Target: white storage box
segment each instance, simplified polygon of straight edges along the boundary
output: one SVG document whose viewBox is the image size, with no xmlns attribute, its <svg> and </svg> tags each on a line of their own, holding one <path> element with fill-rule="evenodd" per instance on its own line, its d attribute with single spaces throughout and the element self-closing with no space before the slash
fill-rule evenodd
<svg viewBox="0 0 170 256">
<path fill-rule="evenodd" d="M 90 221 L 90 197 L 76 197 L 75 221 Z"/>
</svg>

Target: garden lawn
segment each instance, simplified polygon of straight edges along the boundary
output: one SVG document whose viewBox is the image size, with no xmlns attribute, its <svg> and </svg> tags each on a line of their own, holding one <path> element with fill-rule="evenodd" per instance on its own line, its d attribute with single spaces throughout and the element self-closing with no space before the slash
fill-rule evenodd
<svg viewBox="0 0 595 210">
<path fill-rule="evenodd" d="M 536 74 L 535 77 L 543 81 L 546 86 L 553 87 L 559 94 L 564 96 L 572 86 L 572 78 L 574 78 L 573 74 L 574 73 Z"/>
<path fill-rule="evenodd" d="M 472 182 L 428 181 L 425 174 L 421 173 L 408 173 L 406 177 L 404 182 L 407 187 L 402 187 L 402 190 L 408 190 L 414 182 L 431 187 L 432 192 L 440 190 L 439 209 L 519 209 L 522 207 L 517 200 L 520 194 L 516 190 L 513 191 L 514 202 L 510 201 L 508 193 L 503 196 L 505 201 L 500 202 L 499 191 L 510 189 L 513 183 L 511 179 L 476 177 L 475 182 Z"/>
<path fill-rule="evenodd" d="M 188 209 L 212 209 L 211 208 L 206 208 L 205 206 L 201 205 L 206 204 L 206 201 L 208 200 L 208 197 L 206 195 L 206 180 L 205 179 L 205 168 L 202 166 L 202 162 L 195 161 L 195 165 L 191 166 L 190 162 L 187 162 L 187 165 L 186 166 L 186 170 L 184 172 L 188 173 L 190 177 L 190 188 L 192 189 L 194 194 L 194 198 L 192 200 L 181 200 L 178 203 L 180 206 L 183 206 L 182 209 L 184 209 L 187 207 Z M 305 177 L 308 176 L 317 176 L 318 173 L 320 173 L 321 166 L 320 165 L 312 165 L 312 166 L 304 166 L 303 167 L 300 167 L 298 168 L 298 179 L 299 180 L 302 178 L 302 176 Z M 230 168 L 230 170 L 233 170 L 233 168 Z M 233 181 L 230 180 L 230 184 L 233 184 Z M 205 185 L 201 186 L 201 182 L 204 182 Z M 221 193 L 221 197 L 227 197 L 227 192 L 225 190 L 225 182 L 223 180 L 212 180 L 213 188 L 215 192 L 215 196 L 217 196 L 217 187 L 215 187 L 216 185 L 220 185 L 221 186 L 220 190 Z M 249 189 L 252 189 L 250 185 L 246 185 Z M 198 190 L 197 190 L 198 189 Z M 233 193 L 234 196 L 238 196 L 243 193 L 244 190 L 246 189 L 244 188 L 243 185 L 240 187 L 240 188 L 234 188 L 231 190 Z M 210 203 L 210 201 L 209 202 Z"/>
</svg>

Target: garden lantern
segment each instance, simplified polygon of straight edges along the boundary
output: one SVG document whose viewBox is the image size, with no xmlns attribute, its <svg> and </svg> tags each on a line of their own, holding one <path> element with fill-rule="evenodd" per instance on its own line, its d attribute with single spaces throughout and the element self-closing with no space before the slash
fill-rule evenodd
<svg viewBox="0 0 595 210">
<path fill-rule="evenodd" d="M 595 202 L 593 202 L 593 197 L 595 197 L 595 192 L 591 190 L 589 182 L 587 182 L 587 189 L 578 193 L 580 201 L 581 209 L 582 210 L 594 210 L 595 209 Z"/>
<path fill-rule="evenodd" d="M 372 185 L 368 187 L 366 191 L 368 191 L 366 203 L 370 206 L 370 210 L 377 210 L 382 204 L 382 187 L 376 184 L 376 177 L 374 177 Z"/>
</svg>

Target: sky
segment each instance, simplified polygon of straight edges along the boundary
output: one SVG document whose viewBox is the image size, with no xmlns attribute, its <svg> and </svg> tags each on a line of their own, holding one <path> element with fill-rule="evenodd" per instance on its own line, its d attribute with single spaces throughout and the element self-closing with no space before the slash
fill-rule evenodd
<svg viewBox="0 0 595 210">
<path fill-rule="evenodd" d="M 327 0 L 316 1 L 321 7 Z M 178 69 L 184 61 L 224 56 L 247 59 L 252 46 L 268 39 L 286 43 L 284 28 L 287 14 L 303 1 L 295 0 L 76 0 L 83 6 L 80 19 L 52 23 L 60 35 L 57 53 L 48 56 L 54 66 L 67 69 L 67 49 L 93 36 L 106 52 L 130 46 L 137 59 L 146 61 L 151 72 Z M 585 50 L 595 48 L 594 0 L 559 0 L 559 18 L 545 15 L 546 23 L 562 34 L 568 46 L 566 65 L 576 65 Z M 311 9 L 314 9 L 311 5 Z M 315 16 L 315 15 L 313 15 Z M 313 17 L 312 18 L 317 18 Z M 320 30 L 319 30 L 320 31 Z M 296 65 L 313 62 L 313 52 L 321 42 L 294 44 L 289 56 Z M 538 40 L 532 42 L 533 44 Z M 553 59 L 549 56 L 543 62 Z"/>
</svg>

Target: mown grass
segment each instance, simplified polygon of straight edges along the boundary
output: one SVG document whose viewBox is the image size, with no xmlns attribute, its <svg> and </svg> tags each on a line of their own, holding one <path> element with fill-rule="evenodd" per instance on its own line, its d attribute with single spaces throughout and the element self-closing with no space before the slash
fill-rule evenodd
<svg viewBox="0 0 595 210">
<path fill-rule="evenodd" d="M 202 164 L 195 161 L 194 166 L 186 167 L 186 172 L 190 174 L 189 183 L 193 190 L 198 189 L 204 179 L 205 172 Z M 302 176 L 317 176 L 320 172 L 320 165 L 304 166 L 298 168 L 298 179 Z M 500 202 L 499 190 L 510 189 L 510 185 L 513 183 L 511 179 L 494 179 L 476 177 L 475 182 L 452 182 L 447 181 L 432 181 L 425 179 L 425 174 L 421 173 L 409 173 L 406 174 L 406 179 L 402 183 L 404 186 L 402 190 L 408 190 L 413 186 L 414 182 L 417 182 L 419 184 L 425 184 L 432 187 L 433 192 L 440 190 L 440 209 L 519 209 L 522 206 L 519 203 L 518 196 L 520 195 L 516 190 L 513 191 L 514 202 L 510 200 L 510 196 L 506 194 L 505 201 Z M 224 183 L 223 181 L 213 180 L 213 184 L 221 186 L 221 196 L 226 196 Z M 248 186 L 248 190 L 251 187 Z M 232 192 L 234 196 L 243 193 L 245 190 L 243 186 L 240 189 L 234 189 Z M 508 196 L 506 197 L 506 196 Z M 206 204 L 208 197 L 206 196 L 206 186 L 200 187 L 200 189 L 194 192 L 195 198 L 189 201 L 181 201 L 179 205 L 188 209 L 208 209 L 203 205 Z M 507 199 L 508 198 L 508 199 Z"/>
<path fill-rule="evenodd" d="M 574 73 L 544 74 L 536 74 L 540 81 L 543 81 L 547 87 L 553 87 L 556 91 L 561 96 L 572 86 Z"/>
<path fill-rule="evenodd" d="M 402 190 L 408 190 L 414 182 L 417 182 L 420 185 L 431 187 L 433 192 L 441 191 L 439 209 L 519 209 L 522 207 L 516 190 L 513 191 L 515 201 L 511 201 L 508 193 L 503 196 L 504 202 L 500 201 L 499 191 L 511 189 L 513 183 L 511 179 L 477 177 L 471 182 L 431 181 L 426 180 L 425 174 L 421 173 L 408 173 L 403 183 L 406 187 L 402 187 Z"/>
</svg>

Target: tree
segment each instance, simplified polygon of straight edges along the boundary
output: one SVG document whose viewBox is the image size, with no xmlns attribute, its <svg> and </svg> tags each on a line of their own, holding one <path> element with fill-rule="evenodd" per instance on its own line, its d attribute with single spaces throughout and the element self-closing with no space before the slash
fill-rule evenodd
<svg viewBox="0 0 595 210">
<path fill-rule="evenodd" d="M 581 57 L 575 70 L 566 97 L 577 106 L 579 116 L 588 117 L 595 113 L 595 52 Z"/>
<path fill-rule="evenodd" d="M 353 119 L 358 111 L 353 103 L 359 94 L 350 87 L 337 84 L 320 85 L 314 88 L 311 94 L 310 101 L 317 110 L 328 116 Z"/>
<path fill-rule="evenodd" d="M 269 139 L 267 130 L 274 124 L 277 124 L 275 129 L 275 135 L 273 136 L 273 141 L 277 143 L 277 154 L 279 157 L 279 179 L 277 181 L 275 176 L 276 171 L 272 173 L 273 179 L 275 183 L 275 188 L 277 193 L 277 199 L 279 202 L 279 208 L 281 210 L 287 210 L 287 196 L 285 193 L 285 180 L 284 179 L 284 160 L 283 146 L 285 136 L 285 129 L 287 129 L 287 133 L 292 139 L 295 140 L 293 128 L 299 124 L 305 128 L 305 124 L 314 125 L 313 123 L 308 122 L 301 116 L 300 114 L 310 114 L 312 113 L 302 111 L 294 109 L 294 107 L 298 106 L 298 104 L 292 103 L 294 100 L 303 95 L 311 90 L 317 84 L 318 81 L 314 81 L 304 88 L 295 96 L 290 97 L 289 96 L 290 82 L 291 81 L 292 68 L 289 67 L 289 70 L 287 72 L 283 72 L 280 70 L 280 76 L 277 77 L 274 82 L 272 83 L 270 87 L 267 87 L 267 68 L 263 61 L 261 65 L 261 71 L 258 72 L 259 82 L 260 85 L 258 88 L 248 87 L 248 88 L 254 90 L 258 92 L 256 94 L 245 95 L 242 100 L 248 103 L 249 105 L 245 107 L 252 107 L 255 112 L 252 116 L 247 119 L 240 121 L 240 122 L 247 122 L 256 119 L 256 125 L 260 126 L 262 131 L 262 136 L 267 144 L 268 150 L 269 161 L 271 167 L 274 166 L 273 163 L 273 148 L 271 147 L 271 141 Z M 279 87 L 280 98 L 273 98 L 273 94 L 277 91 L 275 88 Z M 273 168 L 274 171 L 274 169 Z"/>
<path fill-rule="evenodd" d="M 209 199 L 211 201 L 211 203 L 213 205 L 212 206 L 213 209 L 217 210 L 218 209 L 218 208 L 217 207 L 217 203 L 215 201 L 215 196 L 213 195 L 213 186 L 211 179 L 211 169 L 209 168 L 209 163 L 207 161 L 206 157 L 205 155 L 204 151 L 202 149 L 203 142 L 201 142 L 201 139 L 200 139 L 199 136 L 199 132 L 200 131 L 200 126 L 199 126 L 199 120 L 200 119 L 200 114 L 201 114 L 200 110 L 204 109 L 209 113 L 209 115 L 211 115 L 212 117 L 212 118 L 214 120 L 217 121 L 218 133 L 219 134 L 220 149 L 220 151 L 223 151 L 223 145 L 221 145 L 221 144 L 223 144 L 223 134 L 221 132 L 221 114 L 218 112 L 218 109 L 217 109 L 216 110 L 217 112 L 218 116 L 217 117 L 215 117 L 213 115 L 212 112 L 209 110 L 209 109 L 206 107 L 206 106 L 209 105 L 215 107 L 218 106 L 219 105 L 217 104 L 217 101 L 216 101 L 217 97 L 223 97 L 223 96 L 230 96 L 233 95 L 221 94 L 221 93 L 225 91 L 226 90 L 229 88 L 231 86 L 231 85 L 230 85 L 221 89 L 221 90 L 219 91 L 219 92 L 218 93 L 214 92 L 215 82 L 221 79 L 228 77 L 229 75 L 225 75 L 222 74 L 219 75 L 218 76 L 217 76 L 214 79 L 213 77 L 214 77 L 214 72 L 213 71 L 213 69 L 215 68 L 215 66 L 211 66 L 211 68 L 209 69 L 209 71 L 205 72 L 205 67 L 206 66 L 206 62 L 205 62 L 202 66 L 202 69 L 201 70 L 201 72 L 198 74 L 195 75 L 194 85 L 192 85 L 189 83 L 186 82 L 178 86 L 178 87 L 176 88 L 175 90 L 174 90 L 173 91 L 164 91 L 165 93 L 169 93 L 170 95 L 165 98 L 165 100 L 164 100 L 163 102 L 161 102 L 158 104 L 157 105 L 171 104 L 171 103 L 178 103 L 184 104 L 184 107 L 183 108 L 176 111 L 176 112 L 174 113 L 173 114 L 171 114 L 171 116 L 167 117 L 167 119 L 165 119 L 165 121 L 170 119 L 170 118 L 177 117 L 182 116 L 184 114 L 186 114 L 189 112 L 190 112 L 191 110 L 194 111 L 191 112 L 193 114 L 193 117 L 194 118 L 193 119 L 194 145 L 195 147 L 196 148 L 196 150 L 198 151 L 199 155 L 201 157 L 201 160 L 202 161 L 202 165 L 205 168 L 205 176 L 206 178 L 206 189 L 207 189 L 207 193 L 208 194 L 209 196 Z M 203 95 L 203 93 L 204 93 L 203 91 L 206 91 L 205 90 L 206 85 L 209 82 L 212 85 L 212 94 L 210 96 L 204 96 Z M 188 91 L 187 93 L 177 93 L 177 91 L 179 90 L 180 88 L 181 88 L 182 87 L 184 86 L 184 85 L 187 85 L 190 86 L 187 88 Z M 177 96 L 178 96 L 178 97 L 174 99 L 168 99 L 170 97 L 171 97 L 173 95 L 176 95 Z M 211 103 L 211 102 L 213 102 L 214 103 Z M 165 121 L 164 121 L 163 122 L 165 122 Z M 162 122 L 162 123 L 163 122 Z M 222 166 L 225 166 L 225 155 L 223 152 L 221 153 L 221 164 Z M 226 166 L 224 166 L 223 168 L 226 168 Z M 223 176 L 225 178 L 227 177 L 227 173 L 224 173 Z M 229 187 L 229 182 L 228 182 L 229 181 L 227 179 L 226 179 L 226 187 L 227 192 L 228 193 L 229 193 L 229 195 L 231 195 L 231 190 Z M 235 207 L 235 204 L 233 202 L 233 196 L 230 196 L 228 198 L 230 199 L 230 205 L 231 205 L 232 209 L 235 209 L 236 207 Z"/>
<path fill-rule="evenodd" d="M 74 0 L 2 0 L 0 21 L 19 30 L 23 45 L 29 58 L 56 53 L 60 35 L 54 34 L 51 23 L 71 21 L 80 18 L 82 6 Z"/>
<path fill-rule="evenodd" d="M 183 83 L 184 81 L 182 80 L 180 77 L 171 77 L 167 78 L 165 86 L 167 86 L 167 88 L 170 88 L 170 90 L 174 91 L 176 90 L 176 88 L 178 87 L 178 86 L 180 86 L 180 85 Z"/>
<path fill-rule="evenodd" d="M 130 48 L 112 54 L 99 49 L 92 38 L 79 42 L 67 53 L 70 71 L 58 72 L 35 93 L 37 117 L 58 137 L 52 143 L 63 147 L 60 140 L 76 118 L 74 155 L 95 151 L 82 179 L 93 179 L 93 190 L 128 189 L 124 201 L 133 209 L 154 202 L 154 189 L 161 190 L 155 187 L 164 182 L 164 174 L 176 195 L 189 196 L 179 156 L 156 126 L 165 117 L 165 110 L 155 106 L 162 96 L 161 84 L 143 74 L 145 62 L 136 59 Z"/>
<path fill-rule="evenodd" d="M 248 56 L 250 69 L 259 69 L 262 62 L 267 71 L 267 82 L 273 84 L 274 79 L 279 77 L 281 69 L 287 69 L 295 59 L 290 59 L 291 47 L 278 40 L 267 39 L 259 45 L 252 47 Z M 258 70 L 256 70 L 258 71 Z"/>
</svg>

※

- **DIRECTIONS**
Format the records above as a two-column CSV with the columns "prompt" and "response", one row per record. Start at the line containing "Target: garden lantern" and end at the line containing "595 202 L 593", put each field in double quotes, and replace line breaks with spaces.

- **TASK RESULT**
prompt,response
"Target: garden lantern segment each instance, simplified polygon of straight edges along the boundary output: one SVG document whose viewBox is the image size, with no xmlns attribute, its <svg> and </svg> tags each on a line of their own, holding one <path> element with fill-rule=""evenodd"" per instance on its own line, its d attribute with single spaces throughout and the element self-closing with no space before the slash fill-rule evenodd","<svg viewBox=""0 0 595 210""> <path fill-rule=""evenodd"" d=""M 595 202 L 593 202 L 593 197 L 595 197 L 595 192 L 591 190 L 589 182 L 587 182 L 587 189 L 578 193 L 580 201 L 581 209 L 582 210 L 594 210 L 595 209 Z""/>"